--- Problem to work on ---
Reproduce the passage on resilience and transformation below, word for word and in full.

--- Selected text ---
Resilience should not be confused with resistance to change. On the contrary, trying to prevent change and disturbance to a system reduces its resilience. A forest that never burns eventually loses species capable of withstanding fire. Children who are prevented from playing in dirt grow up with compromised immune systems. Building and maintaining resilience requires probing its boundaries.
If a shift into a bad state has already happened, or is inevitable and will be irreversible, the only option is transformation into a different kind of system – a new way of living (and making a living). Transformability and resilience are not opposites. In order for a system to remain resilient at one scale, parts of it at other scales may have to transform.
In Australia, for example, the Murray-Darling basin cannot continue as a resilient agricultural region if all parts of it continue doing what they are doing now. There simply is not enough water. So some parts of it will have to transform.
Of course, the need for transformation to create or maintain resilience may also affect the highest scale: If some countries and regions are to remain (or become) resilient social-ecological systems with high human well-being, it may be necessary to transform the global financial system.

--- Exercise data ---
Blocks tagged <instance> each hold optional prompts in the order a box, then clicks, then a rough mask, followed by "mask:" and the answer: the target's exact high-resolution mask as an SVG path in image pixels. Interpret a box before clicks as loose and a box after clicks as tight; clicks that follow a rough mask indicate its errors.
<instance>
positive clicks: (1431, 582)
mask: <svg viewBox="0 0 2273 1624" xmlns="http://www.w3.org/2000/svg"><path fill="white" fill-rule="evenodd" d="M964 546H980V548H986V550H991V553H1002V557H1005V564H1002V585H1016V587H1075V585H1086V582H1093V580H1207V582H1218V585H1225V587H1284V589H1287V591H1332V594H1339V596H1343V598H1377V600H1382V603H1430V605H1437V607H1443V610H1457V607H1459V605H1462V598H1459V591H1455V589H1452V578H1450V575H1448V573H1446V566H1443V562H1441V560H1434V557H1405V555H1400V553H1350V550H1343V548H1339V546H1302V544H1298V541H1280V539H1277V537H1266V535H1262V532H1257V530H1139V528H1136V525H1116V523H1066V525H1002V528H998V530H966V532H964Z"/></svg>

--- Written solution ---
Resilience should not be confused with resistance to change. On the contrary, trying to prevent change and disturbance to a system reduces its resilience. A forest that never burns eventually loses species capable of withstanding fire. Children who are prevented from playing in dirt grow up with compromised immune systems. Building and maintaining resilience requires probing its boundaries.
If a shift into a bad state has already happened, or is inevitable and will be irreversible, the only option is transformation into a different kind of system – a new way of living (and making a living). Transformability and resilience are not opposites. In order for a system to remain resilient at one scale, parts of it at other scales may have to transform.
In Australia, for example, the Murray-Darling basin cannot continue as a resilient agricultural region if all parts of it continue doing what they are doing now. There simply is not enough water. So some parts of it will have to transform.
Of course, the need for transformation to create or maintain resilience may also affect the highest scale: If some countries and regions are to remain (or become) resilient social-ecological systems with high human well-being, it may be necessary to transform the global financial system.